> [Source extract]:
+--

Yesterday two momentous events highlighted the importance of communication for deaf people and made me feel I needed to write something.

The Silent Child won the Oscar for best short live film. For hearing people, the message was stark. Deny children who are born deaf (or become deaf before acquiring speech) and you deny their rights – to language and to their place in family life. For too many deaf people it illustrated the isolation they felt growing up, often leading to frustration, depression and despair. Some had flashbacks, bad dreams and experienced the surfacing of agonising memories.

On the same day deaf people were celebrating that marvellous Oscar, a debate was held on the inclusion of British Sign Language in the national curriculum, following a petition. The minister’s response was disappointingly negative and the debate was held in Westminster Hall, not the House of Commons. That reminded me of something someone said on twitter about The Silent Child – that it was ‘niche’. Pretty dismissive comment, I thought, and replied politely challenging that term.

+--

> [Entries shown]:
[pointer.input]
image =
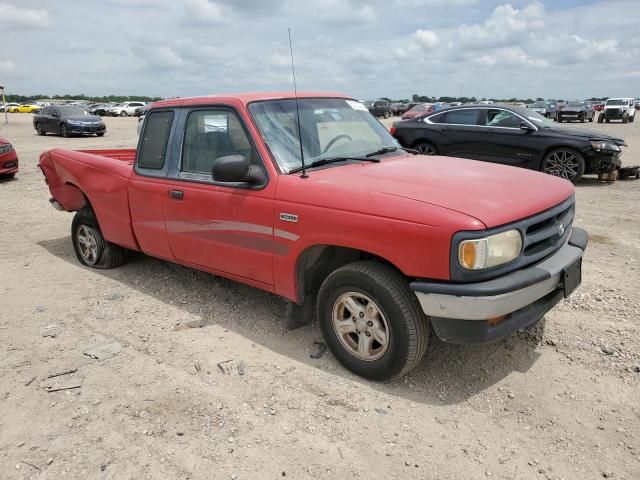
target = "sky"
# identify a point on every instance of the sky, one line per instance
(562, 49)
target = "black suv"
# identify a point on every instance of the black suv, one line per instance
(67, 120)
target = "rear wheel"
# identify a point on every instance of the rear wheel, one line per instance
(90, 245)
(564, 163)
(372, 321)
(426, 148)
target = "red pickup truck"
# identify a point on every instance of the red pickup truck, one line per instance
(377, 243)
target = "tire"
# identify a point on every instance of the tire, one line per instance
(90, 245)
(426, 148)
(398, 326)
(565, 163)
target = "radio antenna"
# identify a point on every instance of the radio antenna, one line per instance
(295, 93)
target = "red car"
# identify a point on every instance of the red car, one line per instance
(374, 242)
(8, 159)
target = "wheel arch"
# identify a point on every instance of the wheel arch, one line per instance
(316, 262)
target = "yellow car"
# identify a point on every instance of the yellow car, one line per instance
(26, 108)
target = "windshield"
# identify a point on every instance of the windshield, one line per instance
(330, 127)
(69, 110)
(535, 118)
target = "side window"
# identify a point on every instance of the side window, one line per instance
(502, 118)
(211, 134)
(153, 146)
(467, 116)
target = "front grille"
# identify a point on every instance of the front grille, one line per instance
(542, 235)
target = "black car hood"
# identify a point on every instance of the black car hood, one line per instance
(589, 134)
(84, 118)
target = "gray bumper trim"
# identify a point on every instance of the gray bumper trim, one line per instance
(485, 307)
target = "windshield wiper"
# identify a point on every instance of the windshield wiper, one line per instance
(389, 150)
(326, 161)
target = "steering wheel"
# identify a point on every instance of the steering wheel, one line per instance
(335, 139)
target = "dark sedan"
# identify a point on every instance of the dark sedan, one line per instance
(576, 111)
(68, 120)
(513, 136)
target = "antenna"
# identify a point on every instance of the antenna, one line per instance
(295, 93)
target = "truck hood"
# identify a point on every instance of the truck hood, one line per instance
(491, 193)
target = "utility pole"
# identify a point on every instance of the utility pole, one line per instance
(4, 104)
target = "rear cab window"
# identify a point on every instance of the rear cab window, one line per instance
(152, 149)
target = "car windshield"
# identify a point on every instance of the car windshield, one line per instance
(537, 119)
(69, 110)
(330, 127)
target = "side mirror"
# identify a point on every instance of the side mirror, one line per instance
(236, 169)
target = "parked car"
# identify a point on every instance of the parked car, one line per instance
(512, 136)
(68, 120)
(546, 109)
(218, 183)
(580, 111)
(125, 109)
(417, 110)
(9, 106)
(8, 159)
(381, 108)
(618, 109)
(99, 109)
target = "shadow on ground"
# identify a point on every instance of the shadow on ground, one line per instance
(448, 374)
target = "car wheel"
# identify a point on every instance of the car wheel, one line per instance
(564, 163)
(372, 321)
(426, 148)
(90, 245)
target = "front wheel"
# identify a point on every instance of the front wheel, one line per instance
(372, 321)
(90, 245)
(426, 148)
(564, 163)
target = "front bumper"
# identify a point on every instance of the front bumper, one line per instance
(486, 311)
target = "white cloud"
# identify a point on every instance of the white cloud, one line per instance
(18, 18)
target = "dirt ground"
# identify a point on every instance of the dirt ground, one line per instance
(210, 384)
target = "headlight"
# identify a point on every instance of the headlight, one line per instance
(603, 145)
(490, 251)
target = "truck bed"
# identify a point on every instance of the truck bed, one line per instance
(98, 176)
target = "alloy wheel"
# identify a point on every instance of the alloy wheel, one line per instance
(360, 326)
(563, 164)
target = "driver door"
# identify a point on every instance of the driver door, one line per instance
(226, 228)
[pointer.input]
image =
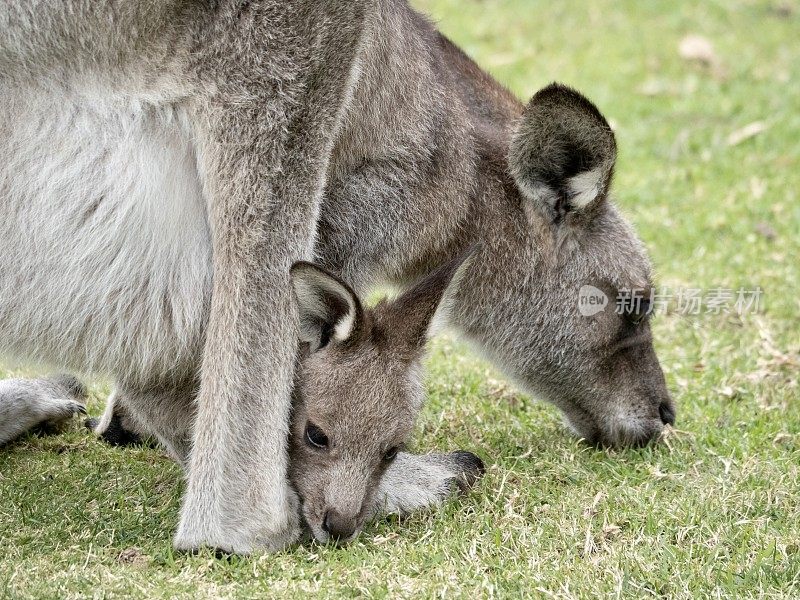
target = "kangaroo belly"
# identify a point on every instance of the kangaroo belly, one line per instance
(105, 255)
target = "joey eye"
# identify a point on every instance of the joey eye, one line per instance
(315, 436)
(637, 318)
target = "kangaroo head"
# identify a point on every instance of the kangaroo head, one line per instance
(562, 239)
(358, 392)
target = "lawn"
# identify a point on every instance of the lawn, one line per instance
(709, 172)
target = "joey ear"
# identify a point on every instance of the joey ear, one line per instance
(562, 152)
(410, 316)
(329, 308)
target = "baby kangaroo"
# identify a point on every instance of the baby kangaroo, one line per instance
(358, 390)
(357, 394)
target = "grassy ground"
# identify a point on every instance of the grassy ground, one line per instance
(715, 510)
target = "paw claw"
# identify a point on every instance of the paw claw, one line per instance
(472, 469)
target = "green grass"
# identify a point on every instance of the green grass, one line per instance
(714, 510)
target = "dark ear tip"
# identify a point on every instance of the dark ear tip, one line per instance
(300, 265)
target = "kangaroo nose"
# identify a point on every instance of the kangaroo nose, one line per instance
(667, 413)
(338, 526)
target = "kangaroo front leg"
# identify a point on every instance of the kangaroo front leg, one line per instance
(264, 139)
(414, 482)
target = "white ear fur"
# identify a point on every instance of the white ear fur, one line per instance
(328, 308)
(559, 131)
(585, 187)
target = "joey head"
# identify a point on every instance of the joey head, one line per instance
(357, 395)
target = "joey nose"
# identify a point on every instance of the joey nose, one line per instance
(667, 413)
(338, 526)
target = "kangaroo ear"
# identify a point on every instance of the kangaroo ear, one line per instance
(329, 309)
(562, 152)
(411, 315)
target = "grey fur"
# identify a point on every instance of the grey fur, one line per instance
(181, 155)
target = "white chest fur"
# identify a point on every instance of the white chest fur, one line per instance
(105, 256)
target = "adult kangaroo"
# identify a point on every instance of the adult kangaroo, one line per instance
(162, 164)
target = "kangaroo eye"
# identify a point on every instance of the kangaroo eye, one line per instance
(315, 436)
(390, 454)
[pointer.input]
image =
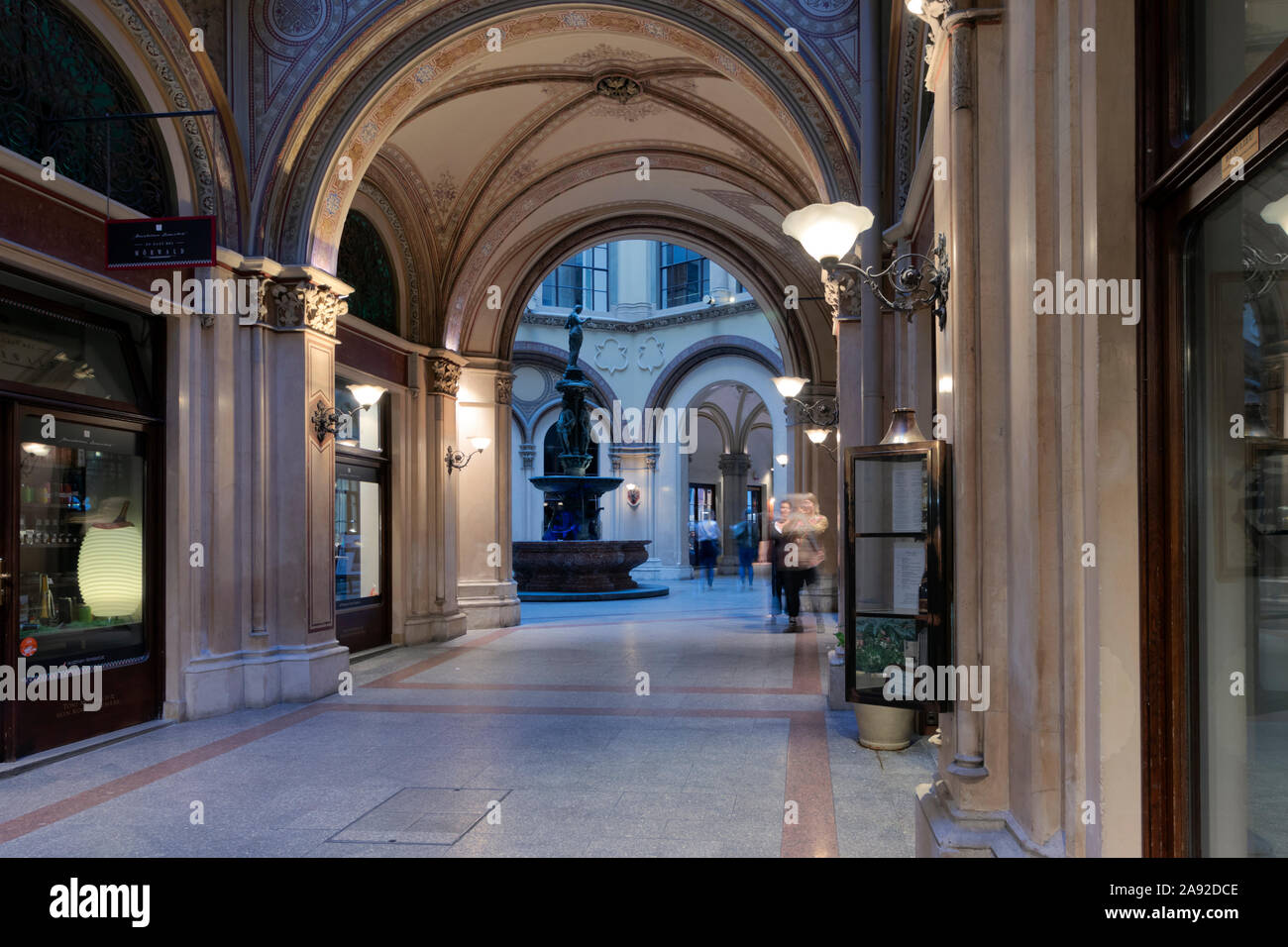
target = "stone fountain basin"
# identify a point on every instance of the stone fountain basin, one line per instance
(566, 486)
(581, 570)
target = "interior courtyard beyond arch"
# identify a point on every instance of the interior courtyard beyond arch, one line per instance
(643, 428)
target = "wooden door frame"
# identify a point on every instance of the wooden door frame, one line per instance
(1179, 178)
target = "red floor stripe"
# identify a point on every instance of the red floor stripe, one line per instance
(809, 779)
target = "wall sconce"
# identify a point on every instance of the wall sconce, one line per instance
(828, 231)
(822, 414)
(456, 460)
(326, 419)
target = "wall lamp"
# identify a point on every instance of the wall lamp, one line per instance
(327, 420)
(456, 460)
(828, 231)
(820, 414)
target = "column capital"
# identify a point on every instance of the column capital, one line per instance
(734, 464)
(443, 372)
(303, 304)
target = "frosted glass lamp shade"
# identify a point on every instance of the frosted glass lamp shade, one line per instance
(110, 570)
(827, 231)
(366, 395)
(789, 385)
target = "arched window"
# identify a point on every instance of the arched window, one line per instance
(365, 264)
(550, 463)
(52, 65)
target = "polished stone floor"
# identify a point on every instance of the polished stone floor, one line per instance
(678, 727)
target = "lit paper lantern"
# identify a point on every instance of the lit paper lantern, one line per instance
(110, 570)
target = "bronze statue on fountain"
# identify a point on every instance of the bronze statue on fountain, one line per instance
(572, 562)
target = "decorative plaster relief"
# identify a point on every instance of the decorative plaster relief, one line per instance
(307, 305)
(652, 355)
(610, 356)
(445, 376)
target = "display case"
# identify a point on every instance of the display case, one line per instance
(897, 581)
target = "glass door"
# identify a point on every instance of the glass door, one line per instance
(1236, 438)
(76, 607)
(362, 615)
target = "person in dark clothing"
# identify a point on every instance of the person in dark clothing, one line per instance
(803, 552)
(777, 540)
(746, 536)
(708, 547)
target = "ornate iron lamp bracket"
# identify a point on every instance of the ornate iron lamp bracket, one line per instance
(917, 281)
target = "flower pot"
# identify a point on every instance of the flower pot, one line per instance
(884, 728)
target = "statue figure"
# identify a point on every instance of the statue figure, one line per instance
(566, 427)
(574, 326)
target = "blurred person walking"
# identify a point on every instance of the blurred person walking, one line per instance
(708, 547)
(746, 536)
(777, 540)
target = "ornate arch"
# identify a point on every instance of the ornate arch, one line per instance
(739, 254)
(304, 196)
(159, 34)
(681, 367)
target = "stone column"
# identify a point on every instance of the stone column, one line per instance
(485, 587)
(433, 613)
(259, 484)
(527, 525)
(733, 505)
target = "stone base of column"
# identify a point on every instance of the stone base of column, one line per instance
(488, 604)
(430, 628)
(217, 684)
(944, 831)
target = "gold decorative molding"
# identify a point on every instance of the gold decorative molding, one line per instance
(445, 375)
(305, 305)
(503, 389)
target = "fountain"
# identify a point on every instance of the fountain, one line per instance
(572, 564)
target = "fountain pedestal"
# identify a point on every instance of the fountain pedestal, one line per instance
(572, 564)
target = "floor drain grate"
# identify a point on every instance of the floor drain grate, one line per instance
(421, 815)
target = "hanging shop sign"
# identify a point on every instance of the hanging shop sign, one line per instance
(161, 243)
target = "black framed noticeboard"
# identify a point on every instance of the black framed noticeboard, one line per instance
(153, 243)
(898, 578)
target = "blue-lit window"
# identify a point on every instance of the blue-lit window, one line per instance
(580, 279)
(686, 275)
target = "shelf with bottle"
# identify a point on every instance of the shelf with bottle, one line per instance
(48, 534)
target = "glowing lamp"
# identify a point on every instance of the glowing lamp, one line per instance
(790, 386)
(110, 569)
(827, 231)
(366, 395)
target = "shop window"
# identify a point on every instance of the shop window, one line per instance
(364, 263)
(46, 348)
(1227, 43)
(583, 279)
(686, 275)
(1236, 447)
(52, 65)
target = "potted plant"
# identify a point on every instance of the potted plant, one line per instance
(880, 644)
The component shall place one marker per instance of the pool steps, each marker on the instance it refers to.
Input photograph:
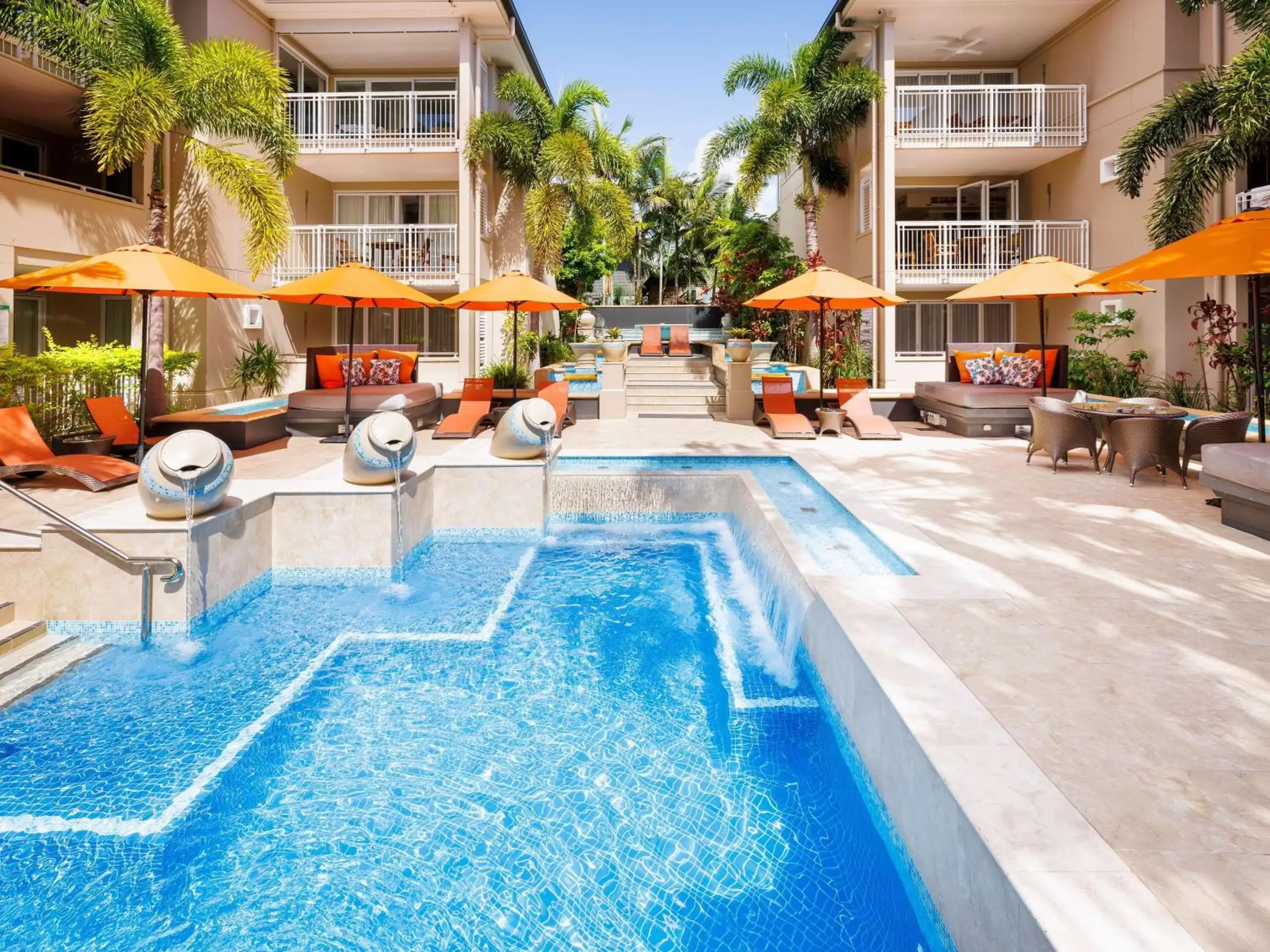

+--

> [Directives]:
1 – Update the post on deaf communication, starting with "The Silent Child won" and going on through "of agonising memories.", with "frustration" replaced by "anger".
2 – In the post on deaf communication, do these statements agree with it? Answer yes or no for each, and quote the deciding words. (a) The Silent Child won the Oscar for best short live film. (b) The debate on British Sign Language was held in the House of Commons. (c) The minister's response to the petition was positive.
The material has no role here.

> [The solutions]:
1 –
The Silent Child won the Oscar for best short live film. For hearing people, the message was stark. Deny children who are born deaf (or become deaf before acquiring speech) and you deny their rights – to language and to their place in family life. For too many deaf people it illustrated the isolation they felt growing up, often leading to anger, depression and despair. Some had flashbacks, bad dreams and experienced the surfacing of agonising memories.

2 –
(a) Yes: "The Silent Child won the Oscar for best short live film."
(b) No: "the debate was held in Westminster Hall, not the House of Commons."
(c) No: "The minister’s response was disappointingly negative"